━━━ PROVIDED DATA ━━━

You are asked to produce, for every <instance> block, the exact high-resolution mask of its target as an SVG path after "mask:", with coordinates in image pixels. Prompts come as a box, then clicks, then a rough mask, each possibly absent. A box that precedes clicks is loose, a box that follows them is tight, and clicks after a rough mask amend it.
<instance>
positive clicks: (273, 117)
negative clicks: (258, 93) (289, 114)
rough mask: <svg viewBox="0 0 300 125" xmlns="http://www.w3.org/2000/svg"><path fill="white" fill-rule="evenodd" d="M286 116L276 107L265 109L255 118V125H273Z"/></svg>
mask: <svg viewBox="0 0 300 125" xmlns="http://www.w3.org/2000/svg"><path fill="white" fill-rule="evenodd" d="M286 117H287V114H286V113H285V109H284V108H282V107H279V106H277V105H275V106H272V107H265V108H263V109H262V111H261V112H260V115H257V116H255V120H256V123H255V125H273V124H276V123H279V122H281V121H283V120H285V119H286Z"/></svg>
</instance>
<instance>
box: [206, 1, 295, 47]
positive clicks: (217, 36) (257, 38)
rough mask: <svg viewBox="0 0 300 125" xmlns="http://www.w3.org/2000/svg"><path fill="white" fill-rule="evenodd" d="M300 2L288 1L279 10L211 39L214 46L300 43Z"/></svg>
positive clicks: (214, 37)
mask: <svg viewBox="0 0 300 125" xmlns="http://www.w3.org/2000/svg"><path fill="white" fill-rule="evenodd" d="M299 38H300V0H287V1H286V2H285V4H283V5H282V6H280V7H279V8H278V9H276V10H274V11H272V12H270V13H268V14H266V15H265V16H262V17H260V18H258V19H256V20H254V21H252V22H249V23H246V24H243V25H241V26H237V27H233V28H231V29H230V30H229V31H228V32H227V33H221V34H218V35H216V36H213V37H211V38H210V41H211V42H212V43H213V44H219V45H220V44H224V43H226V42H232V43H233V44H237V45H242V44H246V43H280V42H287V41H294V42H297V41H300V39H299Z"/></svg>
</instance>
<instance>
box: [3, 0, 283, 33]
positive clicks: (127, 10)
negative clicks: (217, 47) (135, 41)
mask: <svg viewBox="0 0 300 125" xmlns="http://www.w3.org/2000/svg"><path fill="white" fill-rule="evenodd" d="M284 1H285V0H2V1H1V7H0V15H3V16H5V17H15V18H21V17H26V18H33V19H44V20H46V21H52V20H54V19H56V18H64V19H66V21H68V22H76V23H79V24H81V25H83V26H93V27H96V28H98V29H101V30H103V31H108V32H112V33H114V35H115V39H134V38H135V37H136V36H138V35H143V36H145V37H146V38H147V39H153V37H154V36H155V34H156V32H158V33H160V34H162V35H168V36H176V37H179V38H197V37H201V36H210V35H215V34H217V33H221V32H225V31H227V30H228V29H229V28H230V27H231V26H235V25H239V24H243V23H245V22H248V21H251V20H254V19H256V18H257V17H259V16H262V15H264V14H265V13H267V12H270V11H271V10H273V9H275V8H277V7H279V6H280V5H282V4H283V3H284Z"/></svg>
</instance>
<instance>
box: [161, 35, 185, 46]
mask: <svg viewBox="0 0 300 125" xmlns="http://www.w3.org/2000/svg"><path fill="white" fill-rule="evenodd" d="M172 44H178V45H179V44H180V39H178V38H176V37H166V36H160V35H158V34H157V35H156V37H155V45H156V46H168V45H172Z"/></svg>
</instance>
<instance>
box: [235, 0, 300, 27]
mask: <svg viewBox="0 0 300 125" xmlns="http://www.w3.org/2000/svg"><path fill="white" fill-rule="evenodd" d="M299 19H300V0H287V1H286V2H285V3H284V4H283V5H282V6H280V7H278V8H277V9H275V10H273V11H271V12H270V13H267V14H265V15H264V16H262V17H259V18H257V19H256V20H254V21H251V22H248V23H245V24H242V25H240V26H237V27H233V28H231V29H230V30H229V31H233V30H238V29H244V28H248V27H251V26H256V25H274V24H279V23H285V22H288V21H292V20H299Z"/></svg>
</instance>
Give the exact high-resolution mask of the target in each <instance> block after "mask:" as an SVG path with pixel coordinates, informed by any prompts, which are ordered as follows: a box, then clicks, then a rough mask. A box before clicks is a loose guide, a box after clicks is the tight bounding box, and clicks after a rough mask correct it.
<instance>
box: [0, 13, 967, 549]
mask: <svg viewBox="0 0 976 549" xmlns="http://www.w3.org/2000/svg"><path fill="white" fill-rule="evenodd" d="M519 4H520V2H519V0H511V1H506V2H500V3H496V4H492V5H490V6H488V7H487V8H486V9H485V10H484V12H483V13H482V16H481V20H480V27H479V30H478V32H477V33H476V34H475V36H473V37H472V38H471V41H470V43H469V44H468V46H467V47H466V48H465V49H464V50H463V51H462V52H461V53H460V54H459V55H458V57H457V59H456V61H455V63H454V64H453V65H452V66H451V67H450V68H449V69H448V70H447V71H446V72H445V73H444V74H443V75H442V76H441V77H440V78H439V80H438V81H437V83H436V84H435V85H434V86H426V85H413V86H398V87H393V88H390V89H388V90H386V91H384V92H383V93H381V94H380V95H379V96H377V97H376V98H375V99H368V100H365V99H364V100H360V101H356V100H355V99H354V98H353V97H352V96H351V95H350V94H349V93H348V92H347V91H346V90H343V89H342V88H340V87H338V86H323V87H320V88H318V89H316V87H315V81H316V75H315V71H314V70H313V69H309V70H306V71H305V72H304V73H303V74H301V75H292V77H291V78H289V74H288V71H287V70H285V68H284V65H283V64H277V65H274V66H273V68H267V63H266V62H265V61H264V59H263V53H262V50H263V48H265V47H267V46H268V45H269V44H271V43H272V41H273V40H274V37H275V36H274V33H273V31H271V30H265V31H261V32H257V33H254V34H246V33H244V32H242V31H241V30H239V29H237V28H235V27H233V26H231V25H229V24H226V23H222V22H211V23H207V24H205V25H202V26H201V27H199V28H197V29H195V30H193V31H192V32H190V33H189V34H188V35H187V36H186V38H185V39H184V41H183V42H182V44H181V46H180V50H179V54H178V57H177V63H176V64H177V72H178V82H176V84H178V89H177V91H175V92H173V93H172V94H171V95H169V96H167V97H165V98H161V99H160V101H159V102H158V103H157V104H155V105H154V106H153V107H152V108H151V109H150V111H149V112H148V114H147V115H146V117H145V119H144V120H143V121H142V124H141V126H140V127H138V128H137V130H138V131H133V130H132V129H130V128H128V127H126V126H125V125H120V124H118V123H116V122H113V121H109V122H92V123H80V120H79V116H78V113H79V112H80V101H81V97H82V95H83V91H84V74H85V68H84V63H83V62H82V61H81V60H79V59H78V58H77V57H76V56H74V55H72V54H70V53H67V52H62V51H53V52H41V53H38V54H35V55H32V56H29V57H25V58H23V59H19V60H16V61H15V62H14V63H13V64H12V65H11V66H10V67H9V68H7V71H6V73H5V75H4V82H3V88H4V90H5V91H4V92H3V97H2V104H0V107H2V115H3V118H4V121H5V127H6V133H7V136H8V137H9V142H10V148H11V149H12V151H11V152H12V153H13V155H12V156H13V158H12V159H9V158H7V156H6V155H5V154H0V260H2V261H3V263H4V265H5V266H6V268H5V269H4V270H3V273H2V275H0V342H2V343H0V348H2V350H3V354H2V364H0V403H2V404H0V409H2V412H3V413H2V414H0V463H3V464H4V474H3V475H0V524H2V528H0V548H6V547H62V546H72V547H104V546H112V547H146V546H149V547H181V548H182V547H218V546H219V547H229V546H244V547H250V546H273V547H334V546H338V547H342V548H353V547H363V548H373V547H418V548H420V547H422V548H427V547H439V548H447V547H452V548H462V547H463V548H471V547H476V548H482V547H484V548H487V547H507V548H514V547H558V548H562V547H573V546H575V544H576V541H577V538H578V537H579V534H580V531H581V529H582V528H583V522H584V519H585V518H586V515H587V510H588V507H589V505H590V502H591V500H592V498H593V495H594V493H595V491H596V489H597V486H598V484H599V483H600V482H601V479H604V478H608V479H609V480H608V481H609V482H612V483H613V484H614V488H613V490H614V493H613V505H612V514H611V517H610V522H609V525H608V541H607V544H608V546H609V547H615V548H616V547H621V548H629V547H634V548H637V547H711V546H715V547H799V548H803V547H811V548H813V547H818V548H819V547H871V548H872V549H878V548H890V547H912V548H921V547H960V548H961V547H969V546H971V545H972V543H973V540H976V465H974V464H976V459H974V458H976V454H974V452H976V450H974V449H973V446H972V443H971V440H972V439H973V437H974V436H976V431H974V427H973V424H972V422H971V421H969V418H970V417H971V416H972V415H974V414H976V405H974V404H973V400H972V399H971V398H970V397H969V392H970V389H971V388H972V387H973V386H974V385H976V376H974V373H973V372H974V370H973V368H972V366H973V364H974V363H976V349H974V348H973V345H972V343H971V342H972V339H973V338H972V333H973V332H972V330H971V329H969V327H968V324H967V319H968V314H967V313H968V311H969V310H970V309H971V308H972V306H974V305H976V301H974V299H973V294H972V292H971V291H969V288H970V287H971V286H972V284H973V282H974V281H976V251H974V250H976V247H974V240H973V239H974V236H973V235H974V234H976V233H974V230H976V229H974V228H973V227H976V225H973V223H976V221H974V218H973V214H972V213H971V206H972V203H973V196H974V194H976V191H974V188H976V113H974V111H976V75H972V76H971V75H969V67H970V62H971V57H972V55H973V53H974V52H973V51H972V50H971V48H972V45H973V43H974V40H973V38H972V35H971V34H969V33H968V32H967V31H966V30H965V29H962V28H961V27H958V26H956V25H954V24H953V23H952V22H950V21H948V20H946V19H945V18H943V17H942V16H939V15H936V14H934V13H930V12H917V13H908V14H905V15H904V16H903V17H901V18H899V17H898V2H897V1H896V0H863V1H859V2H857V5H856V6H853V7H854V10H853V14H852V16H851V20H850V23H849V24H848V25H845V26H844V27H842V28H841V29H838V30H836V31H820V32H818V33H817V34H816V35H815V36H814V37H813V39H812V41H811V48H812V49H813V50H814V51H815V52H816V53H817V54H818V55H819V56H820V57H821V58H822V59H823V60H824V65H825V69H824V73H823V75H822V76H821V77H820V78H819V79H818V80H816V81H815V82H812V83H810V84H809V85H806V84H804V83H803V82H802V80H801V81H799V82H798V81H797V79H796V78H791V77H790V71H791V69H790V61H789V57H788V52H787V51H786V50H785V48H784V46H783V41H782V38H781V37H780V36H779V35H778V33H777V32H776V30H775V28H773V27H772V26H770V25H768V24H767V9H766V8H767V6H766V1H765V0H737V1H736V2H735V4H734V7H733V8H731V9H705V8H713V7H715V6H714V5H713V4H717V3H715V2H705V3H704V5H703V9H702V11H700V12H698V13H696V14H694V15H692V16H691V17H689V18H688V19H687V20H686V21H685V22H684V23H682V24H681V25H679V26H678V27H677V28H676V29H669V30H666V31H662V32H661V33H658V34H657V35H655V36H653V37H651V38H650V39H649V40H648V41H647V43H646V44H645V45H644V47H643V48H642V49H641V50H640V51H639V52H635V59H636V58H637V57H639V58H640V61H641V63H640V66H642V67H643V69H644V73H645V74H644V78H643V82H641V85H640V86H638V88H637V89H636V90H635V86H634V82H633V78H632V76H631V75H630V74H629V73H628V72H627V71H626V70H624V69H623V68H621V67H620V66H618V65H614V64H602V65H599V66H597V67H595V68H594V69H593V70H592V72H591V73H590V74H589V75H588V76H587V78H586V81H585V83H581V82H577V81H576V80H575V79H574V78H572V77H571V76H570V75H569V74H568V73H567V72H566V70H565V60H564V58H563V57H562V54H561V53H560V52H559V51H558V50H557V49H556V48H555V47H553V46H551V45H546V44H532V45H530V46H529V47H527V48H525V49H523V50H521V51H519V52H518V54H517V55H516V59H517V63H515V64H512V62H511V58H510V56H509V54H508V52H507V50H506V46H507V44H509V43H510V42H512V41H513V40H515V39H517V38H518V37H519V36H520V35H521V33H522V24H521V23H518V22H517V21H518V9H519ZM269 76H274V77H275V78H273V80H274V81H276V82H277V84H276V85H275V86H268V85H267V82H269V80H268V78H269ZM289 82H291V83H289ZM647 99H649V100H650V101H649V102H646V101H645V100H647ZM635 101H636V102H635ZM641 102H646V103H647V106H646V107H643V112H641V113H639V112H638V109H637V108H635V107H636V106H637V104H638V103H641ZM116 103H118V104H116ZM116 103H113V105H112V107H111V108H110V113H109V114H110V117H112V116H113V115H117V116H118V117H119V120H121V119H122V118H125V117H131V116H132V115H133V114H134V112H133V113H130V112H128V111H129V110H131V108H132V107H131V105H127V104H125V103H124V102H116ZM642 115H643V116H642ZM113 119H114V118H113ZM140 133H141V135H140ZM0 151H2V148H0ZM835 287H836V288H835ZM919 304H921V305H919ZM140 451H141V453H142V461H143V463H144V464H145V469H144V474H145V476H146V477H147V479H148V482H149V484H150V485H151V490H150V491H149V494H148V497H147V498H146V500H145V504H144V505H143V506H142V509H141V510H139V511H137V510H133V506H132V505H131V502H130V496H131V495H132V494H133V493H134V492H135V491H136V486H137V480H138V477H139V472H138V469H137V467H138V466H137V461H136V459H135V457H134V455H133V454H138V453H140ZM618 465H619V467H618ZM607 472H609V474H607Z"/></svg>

━━━

• [PROBLEM DESCRIPTION]: Which lines above contain the word "resolution"? Copy all of them.

• [RESULT OF THIS EXERCISE]:
You are asked to produce, for every <instance> block, the exact high-resolution mask of its target as an SVG path after "mask:", with coordinates in image pixels. Prompts come as a box, then clicks, then a rough mask, each possibly absent. A box that precedes clicks is loose, a box that follows them is tight, and clicks after a rough mask amend it.
Give the exact high-resolution mask of the target in each <instance> block after "mask:" as an SVG path with pixel coordinates, informed by any prompts, which are ordered as follows: a box, then clicks, then a rough mask. A box before clicks is a loose guide, a box after clicks is the tight bounding box, and clicks after a rough mask correct it.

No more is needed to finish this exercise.